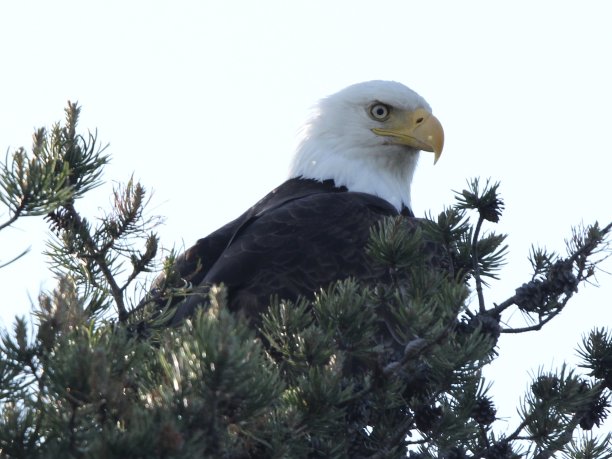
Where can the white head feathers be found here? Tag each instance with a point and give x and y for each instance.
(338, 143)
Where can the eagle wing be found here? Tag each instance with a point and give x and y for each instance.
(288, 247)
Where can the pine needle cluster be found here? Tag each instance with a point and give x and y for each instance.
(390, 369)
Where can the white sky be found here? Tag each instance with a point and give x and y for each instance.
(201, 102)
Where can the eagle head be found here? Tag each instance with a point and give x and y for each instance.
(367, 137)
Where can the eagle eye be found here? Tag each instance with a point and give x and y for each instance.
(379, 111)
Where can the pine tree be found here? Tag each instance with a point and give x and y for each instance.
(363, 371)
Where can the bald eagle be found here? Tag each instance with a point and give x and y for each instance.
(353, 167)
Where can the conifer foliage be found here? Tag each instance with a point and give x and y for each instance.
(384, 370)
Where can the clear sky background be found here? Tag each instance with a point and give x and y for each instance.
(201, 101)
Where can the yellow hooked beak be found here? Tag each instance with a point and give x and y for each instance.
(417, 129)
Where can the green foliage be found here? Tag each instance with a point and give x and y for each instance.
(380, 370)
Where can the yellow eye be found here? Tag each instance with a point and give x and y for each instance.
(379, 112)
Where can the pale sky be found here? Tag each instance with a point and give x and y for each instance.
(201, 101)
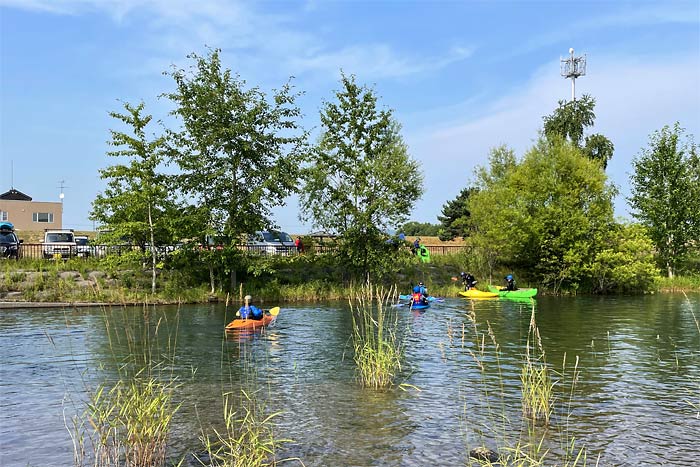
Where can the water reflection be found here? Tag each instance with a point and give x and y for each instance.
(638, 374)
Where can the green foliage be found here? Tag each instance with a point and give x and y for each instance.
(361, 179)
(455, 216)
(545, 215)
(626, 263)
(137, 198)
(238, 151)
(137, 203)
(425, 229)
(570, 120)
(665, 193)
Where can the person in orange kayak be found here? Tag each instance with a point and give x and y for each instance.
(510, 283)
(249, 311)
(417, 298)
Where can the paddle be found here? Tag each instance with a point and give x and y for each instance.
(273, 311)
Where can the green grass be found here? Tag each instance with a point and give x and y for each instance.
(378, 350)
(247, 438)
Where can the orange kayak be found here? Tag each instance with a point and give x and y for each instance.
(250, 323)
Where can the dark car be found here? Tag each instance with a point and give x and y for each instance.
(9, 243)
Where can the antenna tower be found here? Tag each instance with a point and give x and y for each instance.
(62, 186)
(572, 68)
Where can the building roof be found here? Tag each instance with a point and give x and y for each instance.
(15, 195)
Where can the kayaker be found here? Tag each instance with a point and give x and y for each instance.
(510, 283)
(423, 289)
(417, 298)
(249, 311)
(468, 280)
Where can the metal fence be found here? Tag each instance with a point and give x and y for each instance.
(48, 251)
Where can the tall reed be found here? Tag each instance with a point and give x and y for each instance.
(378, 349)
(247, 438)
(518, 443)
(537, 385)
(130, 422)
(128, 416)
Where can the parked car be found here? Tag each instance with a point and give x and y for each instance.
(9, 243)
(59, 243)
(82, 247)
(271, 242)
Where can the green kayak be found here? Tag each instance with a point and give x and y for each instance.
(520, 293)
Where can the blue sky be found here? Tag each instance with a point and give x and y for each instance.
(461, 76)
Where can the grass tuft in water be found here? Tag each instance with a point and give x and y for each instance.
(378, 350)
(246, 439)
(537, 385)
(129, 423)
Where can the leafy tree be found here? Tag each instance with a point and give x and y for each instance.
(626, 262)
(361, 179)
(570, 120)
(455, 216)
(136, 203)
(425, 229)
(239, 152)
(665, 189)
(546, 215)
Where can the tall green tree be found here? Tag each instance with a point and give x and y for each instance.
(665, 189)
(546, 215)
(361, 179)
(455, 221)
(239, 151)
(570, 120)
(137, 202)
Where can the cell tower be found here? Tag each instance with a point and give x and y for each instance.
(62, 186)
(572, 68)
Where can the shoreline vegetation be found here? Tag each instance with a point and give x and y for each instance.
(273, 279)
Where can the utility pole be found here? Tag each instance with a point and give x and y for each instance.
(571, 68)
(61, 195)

************

Quote every record above exactly, leaving out the pictures.

Where can the white head feathers be found here? Tag each instance with a point and give x and y for each instance.
(338, 143)
Where can the eagle wing be found here? Tag each instance with a point and give x and y for each instance.
(288, 247)
Where can the pine needle cluster be found here? Tag each instance with a point and give x and y for each instance.
(390, 369)
Where can the white sky be found here? Tag each instance with a point and give x and y for each instance.
(201, 102)
Where can the eagle head be found here? Tag each instance with a point and give x and y for each instance.
(367, 137)
Where can the eagle eye be found here? Tag each instance with a point and give x and y for each instance.
(379, 111)
Where can the pine tree be found here? Tag each instance with a point and give x and y for each instance.
(363, 371)
Where can the bald eagle be found here? Tag each instance with a point and give x and y for each instance.
(353, 167)
Where can the conifer foliage be found here? Tag each instance with a point and give x and y for each instance.
(384, 370)
Where can the clear sky background be found here? Tag each instance with a point and give x and y for each instance.
(201, 101)
Where can the yellow hooked beak be found here? Tag each instance with a point and give x and y for each instance.
(417, 129)
Where can the green foliage be found here? Tag each instance with a point and give x and y for each instance.
(380, 370)
Where can the yellow eye be found here? Tag each instance with a point and give x and y for each instance.
(379, 112)
Where can the pale sky be found here? Tag each instance with a point and give x and y for each instance.
(201, 101)
Where can the water reflection be found here? Tag each instance with a point and give x and y for each instance.
(638, 374)
Where can the green foliage be found here? Tag each instance with a point and give x and y for each instance.
(361, 179)
(455, 216)
(545, 215)
(626, 263)
(137, 198)
(238, 151)
(137, 203)
(425, 229)
(570, 120)
(665, 193)
Where can the person in orange kayak be found here? Tag each instance with a point and give x and y for each instance.
(510, 283)
(249, 311)
(417, 298)
Where can the paddle be found here? Tag each instance with a point and give x and y for each instance.
(273, 311)
Where can the green grass be found here? Tag each instance with a point and give x and y for each instance.
(378, 350)
(247, 438)
Where can the orange kayak be found here? Tag each instance with a point and give x and y for each instance.
(250, 323)
Where can the dark car be found here? Tag each instance with a point and give x and y for each instance.
(9, 243)
Where can the antenna tower be found here? Tag each instance with a point and give x and y for each instance.
(62, 186)
(572, 68)
Where can the building roof be found here? Tag each instance with a point and give x and y for each instance.
(15, 195)
Where can the kayaker be found here? Tag each instance with a point and give x and y for each instance.
(510, 283)
(423, 289)
(417, 298)
(249, 311)
(468, 280)
Where can the metal fence be found here? Tag each instance with a point and give x and y for each instance.
(48, 251)
Where can the tall reed be found here? Tag each instance with a point and give x and y for each instance.
(378, 349)
(247, 438)
(518, 443)
(537, 385)
(130, 422)
(128, 416)
Where can the parked car be found here? Tag each instance with a point and give x and y for each instance.
(9, 243)
(59, 243)
(82, 247)
(271, 242)
Where can the green kayak be found here? Tag each instance with a point and give x and y for each instance.
(520, 293)
Where can the blue sky be found here? Tag each instance with a point and give x and y for each instance.
(461, 76)
Where can the grass tuft in water be found here? Tag each instance with a point and give x and y for each instance.
(378, 350)
(246, 439)
(537, 385)
(129, 423)
Where can the leafy tree be found here? Tag each instance with a point and give x and y for each instance.
(626, 262)
(361, 179)
(570, 120)
(455, 216)
(136, 203)
(425, 229)
(239, 152)
(665, 189)
(546, 215)
Where can the tall green tree be found here? Tag each instance with a point and give x and y for each instance.
(665, 189)
(546, 215)
(361, 179)
(455, 221)
(239, 151)
(570, 120)
(137, 202)
Where can the cell tower be found here? Tag each instance with a point and give x and y for each instance.
(62, 186)
(572, 68)
Where can the shoreline vegetation be found here? Tag each instance with a point and give x and y for each instance.
(273, 279)
Where can the utility pole be found here? Tag each instance with a point and give x and y for each instance.
(571, 68)
(61, 195)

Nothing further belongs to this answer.